■ Requirement ■
Working through the lines below, return each one that holds "after".

■ Material to process ■
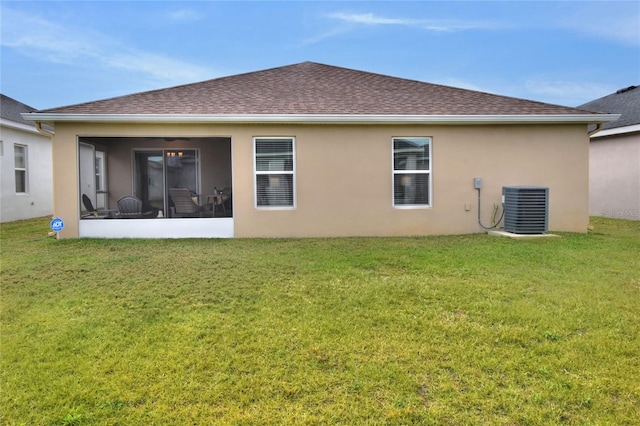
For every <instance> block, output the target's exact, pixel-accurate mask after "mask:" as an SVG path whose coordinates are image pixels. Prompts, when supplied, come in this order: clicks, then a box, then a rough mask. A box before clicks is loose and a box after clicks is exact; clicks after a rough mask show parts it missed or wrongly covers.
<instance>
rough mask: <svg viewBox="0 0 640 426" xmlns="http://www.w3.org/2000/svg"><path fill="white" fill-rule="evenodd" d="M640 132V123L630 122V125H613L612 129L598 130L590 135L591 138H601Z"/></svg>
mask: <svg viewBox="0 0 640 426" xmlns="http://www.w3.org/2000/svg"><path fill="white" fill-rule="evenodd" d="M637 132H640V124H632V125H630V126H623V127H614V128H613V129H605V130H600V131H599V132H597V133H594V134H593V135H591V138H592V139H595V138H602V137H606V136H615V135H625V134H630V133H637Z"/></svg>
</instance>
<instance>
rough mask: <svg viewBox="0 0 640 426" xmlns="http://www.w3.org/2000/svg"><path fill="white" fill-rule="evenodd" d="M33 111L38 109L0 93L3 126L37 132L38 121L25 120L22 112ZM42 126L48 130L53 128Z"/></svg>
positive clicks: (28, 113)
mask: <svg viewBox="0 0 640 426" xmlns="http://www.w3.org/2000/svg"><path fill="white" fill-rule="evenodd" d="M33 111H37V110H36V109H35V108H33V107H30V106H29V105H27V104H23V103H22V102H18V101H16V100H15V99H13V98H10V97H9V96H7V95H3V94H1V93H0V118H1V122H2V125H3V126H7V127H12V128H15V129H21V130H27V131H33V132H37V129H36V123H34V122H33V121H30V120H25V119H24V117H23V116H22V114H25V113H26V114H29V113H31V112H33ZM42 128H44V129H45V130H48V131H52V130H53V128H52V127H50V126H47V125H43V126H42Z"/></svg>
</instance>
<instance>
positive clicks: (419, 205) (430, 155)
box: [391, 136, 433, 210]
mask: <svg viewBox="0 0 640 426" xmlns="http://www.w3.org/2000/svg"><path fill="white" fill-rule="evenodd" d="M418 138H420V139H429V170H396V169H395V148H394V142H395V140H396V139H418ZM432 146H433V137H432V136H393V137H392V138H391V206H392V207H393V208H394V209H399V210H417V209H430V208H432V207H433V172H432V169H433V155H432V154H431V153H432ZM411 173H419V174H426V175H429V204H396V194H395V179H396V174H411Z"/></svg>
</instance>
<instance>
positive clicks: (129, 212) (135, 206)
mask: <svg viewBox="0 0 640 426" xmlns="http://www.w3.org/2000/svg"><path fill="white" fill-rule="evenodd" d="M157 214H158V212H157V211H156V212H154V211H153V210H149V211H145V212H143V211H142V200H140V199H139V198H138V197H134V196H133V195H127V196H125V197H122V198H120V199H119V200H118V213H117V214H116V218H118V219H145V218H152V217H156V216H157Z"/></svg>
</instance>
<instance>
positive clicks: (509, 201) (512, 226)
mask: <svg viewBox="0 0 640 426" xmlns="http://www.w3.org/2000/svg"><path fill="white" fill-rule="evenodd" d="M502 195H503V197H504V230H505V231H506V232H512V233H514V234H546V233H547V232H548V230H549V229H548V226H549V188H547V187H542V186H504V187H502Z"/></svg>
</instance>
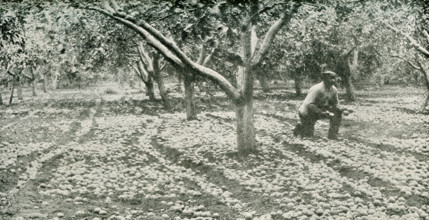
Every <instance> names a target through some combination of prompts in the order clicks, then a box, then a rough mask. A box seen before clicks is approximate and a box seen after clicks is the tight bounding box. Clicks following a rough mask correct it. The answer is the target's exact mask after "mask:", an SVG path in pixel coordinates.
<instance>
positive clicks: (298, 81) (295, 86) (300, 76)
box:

■ Response to this task ■
For every <instance> block, output the target's exact, pixel-accurate mask after "mask:" as an SVG path whose coordinates are image pixels. Prompts, when supplied, come in this order: clicks, then a box, then a rough mask. A box before clicks is loose and a box after clicks is exact; clicks after a rough mask show parts it missed or wrongly covers.
Every <instance> names a target through some combination of prompts in the order clicks, then a box, then a rough mask. A box seen before clicks is approximate and a box seen after clicks is the tight bounding box. Clicks following a rough mask correct it. The answer is the target's exact mask after "mask:", an SVG path in pixel coordinates.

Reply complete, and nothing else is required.